Goal of the exercise: Copy out the entries that follow, unchanged.

Given data:
>>>
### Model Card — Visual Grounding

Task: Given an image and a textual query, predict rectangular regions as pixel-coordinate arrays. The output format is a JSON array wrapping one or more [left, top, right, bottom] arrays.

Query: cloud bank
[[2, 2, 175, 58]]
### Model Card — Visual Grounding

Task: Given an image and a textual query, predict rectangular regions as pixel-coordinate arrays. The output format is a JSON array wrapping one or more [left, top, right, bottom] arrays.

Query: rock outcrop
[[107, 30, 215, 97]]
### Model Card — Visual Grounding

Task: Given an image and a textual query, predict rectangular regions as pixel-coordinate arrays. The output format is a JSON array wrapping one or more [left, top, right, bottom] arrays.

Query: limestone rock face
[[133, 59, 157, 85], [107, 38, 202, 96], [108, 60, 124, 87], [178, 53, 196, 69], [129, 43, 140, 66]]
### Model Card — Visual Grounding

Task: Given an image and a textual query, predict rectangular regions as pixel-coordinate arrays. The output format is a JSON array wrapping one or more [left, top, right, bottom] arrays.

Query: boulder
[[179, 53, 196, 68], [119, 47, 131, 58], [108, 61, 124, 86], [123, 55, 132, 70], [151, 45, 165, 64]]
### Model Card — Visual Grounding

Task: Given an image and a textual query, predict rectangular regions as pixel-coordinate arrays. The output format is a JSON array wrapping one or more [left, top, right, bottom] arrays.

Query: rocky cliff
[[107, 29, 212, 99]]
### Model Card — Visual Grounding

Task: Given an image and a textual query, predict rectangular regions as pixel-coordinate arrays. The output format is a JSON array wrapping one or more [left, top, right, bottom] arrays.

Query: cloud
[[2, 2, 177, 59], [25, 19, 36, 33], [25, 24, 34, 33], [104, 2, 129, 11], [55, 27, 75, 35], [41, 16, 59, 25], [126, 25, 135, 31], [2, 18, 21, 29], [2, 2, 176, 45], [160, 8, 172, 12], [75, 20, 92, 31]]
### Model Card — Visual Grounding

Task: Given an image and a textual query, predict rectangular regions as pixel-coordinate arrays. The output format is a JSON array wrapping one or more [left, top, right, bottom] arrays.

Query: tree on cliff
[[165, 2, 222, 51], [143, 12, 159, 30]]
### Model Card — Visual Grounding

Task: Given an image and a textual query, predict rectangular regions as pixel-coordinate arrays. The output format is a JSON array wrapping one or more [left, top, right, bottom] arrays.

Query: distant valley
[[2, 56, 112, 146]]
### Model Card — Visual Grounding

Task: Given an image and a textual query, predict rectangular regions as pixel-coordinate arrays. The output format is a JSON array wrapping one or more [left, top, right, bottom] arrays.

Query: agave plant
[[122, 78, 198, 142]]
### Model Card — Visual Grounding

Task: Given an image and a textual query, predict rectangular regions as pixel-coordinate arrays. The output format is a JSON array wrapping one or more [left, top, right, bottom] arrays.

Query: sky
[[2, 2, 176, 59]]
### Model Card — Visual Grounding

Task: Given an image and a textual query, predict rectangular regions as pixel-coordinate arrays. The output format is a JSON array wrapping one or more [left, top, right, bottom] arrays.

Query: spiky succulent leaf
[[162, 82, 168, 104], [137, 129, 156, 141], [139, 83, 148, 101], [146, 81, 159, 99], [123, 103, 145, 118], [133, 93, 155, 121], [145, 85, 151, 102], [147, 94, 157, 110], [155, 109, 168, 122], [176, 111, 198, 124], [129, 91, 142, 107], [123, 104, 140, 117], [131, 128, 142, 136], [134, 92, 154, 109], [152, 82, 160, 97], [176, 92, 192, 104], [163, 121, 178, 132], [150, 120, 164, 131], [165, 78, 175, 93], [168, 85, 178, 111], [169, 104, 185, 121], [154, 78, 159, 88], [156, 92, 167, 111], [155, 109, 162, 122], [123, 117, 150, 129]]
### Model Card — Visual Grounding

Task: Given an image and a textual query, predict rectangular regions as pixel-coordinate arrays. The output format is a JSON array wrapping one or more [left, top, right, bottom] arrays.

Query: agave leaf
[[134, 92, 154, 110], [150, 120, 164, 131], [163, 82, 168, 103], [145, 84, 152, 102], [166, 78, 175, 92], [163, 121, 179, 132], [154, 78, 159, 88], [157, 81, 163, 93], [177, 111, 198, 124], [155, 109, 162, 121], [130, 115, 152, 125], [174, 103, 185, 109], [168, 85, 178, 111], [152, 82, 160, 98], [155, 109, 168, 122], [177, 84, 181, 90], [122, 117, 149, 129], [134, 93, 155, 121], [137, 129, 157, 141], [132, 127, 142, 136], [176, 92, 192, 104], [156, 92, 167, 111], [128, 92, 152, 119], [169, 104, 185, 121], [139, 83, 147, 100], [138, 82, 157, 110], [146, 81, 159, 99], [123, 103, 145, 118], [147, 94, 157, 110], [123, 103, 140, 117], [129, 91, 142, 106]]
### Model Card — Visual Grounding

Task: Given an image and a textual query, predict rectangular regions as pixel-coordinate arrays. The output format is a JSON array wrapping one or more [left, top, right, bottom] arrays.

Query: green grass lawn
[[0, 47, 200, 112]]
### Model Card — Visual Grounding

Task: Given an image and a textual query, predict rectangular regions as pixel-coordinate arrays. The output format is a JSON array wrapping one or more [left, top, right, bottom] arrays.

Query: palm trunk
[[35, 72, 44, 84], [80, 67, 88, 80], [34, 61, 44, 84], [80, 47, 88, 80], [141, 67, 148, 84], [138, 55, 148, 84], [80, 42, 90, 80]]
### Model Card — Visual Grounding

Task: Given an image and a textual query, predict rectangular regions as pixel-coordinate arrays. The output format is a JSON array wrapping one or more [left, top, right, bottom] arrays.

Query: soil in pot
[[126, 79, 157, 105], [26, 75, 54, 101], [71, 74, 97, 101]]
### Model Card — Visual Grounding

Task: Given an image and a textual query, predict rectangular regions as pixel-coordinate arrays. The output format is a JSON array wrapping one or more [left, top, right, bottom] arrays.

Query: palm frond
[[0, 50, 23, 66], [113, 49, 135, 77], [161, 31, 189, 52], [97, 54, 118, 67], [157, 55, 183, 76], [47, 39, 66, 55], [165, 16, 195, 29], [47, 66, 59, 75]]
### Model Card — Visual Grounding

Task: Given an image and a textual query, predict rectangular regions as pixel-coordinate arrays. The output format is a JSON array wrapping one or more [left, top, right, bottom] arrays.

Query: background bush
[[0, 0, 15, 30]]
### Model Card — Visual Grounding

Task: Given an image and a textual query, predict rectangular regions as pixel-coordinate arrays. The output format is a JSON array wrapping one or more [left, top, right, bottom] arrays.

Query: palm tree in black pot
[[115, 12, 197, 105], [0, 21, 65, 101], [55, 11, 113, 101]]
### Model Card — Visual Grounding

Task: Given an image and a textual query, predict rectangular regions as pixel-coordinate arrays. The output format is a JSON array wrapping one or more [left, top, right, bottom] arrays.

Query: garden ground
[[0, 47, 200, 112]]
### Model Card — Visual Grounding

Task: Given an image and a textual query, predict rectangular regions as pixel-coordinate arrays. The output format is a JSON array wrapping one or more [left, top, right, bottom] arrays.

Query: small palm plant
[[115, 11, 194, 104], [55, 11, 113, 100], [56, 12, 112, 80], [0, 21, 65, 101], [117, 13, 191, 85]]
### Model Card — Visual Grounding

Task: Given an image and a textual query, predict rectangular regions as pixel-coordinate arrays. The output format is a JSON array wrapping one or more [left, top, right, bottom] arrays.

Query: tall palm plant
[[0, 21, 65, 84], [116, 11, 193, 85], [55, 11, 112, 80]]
<<<
Answer to the problem:
### Model Card — Visual Grounding

Task: Given an image and a textual query, predict rectangular regions as pixel-coordinate arrays. The output format is a JSON array wrapping one or more [left, top, right, bottom] arrays.

Query: cloud bank
[[2, 2, 175, 58]]
### Model Card — Visual Grounding

Task: Given an image and a textual query, predict rectangular regions as pixel-coordinate arrays. The output format is a JSON array wrapping one or more [left, top, right, bottom] arrays.

Query: rock outcrop
[[107, 30, 215, 97]]
### Model Card — Visual Grounding

Task: Given an image and a textual query, predict rectangular regions as pixel-coordinate arrays. The output format is a JSON array wrapping one or more [left, top, right, bottom] arrays.

Query: limestone rock face
[[133, 59, 157, 85], [107, 38, 202, 96], [108, 60, 124, 87], [178, 53, 196, 69], [129, 43, 140, 66]]
### Model Card — Visual Grounding

Task: Given an image and a textual query, predict rectangular regions as pixel-coordinate arrays. The output format is a JSON array wrapping one or more [left, top, right, bottom] arrays.

Query: boulder
[[179, 53, 196, 68], [119, 47, 131, 58], [108, 61, 124, 86], [123, 55, 132, 70], [151, 45, 165, 64]]
### Model Card — Visual Grounding

Task: Given an image and a textual query, predict rectangular regions as pixel-coordinate arrays. The output format is a JSON array wrapping one or more [left, top, right, bottom] arrays.

Query: rocky cliff
[[107, 29, 212, 99]]
### Model Card — Visual Grounding

Task: Given an image and a textual query, predict rectangular regions as pixel-coordinate arrays. The output format is a JSON array wrapping one or more [left, top, right, bottom] arrays.

Query: cloud
[[2, 2, 177, 59], [25, 19, 36, 33], [25, 24, 34, 33], [104, 2, 129, 11], [55, 27, 75, 35], [41, 16, 59, 25], [126, 25, 135, 31], [2, 18, 21, 29], [2, 2, 176, 45], [160, 8, 172, 12], [75, 20, 92, 31]]
### Model Card — Visual Grounding

Task: Given an image and a textual query, predict rectangular regions as pixel-coordinate arrays. The output format is a JSON array wrapping one or more [left, top, right, bottom] arrays.

Query: tree on cliff
[[165, 2, 222, 51], [143, 12, 159, 30]]
### Model Card — Visual Grounding

Task: Given an image and a textual query, predict rectangular regions as pixel-coordinate arrays. The output format is a JSON array wrapping one or more [left, top, right, bottom] arrays.

Query: distant valley
[[2, 56, 112, 146]]
### Model Card — Visual Grounding

Task: Given an image and a textual query, predict rectangular regions as pixel-coordinate arrays. The output format is a JSON array wrapping one or more [left, top, right, bottom] arrays.

Query: agave plant
[[122, 78, 198, 142]]
### Model Card — Visual Grounding

Task: Given an image and a textual query, predict rectangular regions as pixel-coordinate arrays. The output format is a JSON array wrapping one or more [left, top, right, bottom] arrays.

Query: sky
[[2, 2, 176, 59]]
### Model Card — Visual Grounding

Task: Given an image and a textual query, predict rectangular regions as pixel-coordinate arrays. The output format is a JSON array wrapping one or more [left, top, right, bottom] arrays.

Query: spiky succulent leaf
[[162, 82, 168, 104], [137, 129, 156, 141], [139, 83, 148, 101], [146, 81, 159, 99], [123, 103, 145, 118], [133, 93, 155, 121], [145, 85, 151, 102], [147, 94, 157, 110], [155, 109, 168, 122], [176, 111, 198, 124], [129, 91, 142, 107], [123, 104, 140, 117], [131, 128, 142, 136], [134, 92, 154, 109], [152, 82, 160, 97], [176, 92, 192, 104], [163, 121, 178, 132], [150, 120, 164, 131], [165, 78, 175, 93], [168, 85, 178, 111], [169, 104, 185, 121], [154, 78, 159, 88], [156, 92, 167, 111], [155, 109, 162, 122], [123, 117, 150, 129]]
### Model Card — Visual Grounding

Task: Given an image and a textual query, predict rectangular regions as pixel-coordinate arrays. The output format is a JSON array wrapping one or more [left, top, right, bottom] arrays.

Query: agave leaf
[[134, 92, 154, 110], [150, 120, 164, 131], [163, 82, 168, 103], [145, 84, 152, 102], [166, 78, 175, 92], [163, 121, 179, 132], [154, 78, 159, 88], [157, 81, 163, 93], [177, 111, 198, 124], [155, 109, 162, 121], [130, 115, 152, 125], [174, 103, 185, 109], [168, 85, 178, 111], [152, 82, 160, 98], [155, 109, 168, 122], [177, 84, 181, 90], [122, 117, 149, 129], [134, 93, 155, 121], [137, 129, 157, 141], [132, 127, 142, 136], [176, 92, 192, 104], [156, 92, 167, 111], [128, 92, 152, 119], [169, 104, 185, 121], [139, 83, 147, 100], [138, 82, 157, 110], [146, 81, 159, 99], [123, 103, 145, 118], [147, 94, 157, 110], [123, 103, 140, 117], [129, 91, 142, 106]]
### Model Card — Visual Grounding

Task: Given an image and a textual query, predict rectangular regions as pixel-coordinate arrays. The output format is a JSON array wrapping one or more [left, top, right, bottom] arrays.

Query: green grass lawn
[[0, 47, 200, 112]]
### Model Card — Visual Grounding

Task: Given an image and a textual query, predict rectangular regions as pixel-coordinate arrays. The output format is a JSON array wrapping one or more [left, top, right, bottom] arrays.

Query: palm trunk
[[35, 72, 44, 84], [80, 67, 88, 80], [34, 61, 44, 84], [80, 47, 88, 80], [141, 67, 148, 84], [138, 55, 148, 84], [80, 42, 90, 80]]
### Model Card — Visual Grounding

Task: Given an image and a textual query, predict rectangular regions as pixel-coordinate arrays. The output format is a JSON array wrapping one or more [left, top, right, bottom] arrays.

Query: soil in pot
[[126, 79, 157, 105], [26, 75, 54, 101], [71, 74, 97, 101]]
### Model Card — Visual Grounding

Task: Given an image and a textual query, predict rectangular regions as pixel-coordinate arrays. The output format is a JSON array wrapping one or more [left, top, right, bottom] arrays.

Query: palm frond
[[0, 50, 23, 66], [113, 49, 135, 77], [161, 31, 189, 52], [97, 54, 118, 67], [157, 55, 183, 76], [47, 39, 66, 55], [165, 16, 195, 29], [47, 66, 59, 75]]
### Model Card — Visual Grounding

Task: Given an image and a textual query, predict rectangular regions as pixel-coordinate arrays. The output format is a JSON array wrapping one or more [left, top, right, bottom] arrays.

Query: background bush
[[0, 0, 15, 30]]
### Model Card — Visual Grounding

Task: Given an image and a textual query, predict rectangular regions as pixel-coordinate arrays. The output format is a JSON array wrapping one or more [left, top, right, bottom] arrays.

Query: palm tree in black pot
[[115, 12, 197, 105], [0, 21, 65, 101], [55, 11, 113, 101]]
### Model Card — Visual Grounding

Task: Given an image and a textual query, predict rectangular regions as pixel-coordinate arrays. The output format is a JSON array wrapping one or more [left, top, right, bottom] arrays.

Query: garden ground
[[0, 47, 200, 112]]
### Model Card — Visual Grounding

Task: Given an image and a textual query, predict rectangular regions as pixel-coordinate arrays. The output format is a JSON array wrapping one or more [left, top, right, bottom] arrays.

Query: small palm plant
[[115, 11, 194, 104], [55, 11, 113, 100], [56, 12, 112, 80], [0, 21, 65, 101], [117, 13, 191, 85]]
### Model Card — Visual Grounding

Task: Given an image and a textual query, predict rectangular regions as pixel-coordinate arrays. The output format is a JSON array wrapping one or more [left, top, right, bottom] arrays.

Query: tall palm plant
[[0, 21, 65, 84], [116, 11, 193, 85], [55, 11, 112, 80]]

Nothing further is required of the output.